*Instruction*
Gather every line of the records below that contains the string "green", and copy each one in full.

╔══

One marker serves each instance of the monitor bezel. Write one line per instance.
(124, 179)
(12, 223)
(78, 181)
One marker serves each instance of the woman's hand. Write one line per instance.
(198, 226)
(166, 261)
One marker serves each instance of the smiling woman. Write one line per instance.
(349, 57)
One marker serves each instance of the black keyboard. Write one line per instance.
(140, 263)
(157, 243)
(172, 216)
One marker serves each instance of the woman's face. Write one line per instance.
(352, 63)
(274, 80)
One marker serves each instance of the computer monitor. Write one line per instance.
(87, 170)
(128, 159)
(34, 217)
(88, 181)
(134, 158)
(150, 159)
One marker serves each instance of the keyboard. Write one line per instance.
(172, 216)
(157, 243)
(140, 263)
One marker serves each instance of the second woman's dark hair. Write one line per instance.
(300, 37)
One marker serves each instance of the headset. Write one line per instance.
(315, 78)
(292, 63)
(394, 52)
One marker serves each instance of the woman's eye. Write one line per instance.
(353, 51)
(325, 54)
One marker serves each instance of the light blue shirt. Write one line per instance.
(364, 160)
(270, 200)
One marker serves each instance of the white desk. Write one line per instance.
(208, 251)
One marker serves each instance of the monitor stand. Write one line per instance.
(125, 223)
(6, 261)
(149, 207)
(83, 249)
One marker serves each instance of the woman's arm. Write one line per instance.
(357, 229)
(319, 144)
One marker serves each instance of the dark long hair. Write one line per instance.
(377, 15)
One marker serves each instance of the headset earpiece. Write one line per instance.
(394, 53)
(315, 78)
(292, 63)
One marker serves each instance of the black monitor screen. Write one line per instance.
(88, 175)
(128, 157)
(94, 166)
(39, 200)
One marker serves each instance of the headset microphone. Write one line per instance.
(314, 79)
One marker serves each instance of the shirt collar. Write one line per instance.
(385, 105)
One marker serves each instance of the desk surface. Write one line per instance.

╚══
╔══

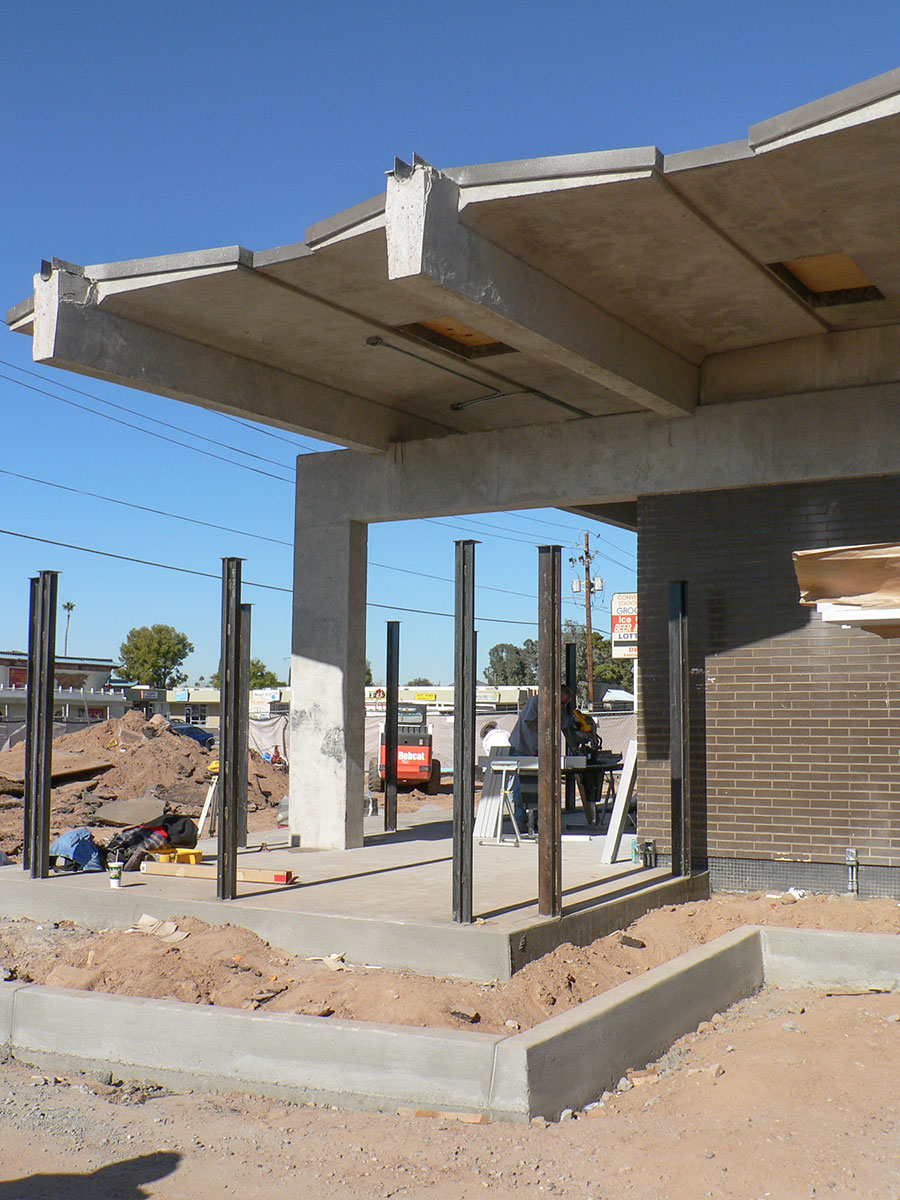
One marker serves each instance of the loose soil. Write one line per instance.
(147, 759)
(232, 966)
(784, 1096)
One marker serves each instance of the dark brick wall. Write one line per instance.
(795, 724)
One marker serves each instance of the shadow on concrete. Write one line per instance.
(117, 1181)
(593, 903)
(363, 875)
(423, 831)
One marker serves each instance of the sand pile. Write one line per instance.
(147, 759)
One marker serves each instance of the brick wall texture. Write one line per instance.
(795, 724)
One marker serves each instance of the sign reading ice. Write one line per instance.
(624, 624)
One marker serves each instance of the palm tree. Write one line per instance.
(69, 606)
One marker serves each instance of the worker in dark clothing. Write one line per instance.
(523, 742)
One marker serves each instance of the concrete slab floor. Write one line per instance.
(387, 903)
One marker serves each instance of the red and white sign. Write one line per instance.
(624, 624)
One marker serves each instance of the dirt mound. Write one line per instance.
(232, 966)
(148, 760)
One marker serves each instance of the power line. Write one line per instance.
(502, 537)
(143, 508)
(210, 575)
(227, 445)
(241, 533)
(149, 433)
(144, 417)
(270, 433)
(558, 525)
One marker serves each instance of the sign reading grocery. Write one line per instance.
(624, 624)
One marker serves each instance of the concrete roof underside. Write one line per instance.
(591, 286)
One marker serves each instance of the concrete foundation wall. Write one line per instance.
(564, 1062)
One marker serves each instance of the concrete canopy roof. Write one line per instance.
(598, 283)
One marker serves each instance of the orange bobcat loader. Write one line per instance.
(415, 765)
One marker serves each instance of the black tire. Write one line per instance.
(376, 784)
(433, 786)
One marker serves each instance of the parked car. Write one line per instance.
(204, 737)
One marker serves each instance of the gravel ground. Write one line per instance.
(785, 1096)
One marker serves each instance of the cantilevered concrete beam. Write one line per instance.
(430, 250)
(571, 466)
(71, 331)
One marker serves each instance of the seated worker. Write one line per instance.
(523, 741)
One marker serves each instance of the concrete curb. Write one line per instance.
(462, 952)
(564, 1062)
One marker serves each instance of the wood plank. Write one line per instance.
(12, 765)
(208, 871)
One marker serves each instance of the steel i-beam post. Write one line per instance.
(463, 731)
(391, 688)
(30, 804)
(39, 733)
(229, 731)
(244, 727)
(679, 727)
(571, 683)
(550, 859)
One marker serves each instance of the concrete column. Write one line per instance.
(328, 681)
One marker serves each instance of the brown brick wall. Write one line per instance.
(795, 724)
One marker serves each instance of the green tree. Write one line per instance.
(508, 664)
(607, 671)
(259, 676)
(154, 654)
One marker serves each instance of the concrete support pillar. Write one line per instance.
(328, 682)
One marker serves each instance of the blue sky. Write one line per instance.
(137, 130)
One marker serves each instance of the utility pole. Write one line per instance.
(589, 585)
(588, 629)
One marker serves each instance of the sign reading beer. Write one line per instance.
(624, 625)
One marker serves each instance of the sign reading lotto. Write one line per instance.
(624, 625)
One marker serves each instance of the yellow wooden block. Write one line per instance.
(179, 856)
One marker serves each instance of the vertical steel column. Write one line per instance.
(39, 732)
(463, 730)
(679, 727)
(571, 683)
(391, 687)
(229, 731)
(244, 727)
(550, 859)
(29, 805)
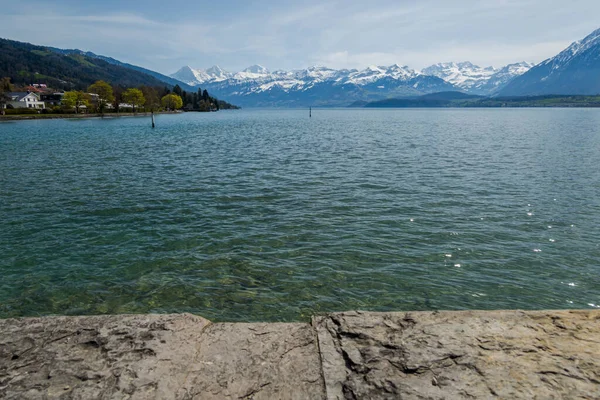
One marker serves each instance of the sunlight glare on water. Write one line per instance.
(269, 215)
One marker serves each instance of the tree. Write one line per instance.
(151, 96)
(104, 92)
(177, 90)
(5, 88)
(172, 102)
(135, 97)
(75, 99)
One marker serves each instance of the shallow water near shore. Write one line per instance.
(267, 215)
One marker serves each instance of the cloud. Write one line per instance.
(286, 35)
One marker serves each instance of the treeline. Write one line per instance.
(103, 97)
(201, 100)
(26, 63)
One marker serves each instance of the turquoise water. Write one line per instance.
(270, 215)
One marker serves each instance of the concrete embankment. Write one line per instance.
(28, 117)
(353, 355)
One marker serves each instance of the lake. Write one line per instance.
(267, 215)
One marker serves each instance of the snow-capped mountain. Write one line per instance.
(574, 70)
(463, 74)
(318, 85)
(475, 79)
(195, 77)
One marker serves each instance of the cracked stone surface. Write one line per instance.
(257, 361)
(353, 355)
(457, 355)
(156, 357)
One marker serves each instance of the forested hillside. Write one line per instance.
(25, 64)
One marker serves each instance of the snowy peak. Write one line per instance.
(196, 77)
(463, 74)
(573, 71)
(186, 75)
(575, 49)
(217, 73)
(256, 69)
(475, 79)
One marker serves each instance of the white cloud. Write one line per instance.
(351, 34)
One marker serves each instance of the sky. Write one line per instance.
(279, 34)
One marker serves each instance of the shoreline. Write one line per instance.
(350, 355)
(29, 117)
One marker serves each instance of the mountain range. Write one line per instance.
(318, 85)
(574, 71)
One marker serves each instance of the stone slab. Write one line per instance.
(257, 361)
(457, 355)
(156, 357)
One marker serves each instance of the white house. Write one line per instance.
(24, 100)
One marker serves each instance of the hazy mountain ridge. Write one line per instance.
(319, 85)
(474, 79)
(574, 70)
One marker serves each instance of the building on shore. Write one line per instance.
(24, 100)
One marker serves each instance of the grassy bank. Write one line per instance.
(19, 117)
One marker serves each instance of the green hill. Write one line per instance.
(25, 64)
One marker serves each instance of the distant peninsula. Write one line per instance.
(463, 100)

╚══

*Result for this task*
One marker serves each instance of the green tree. Write one line per instance.
One marker serves each instance of the green hill. Write one line per instance.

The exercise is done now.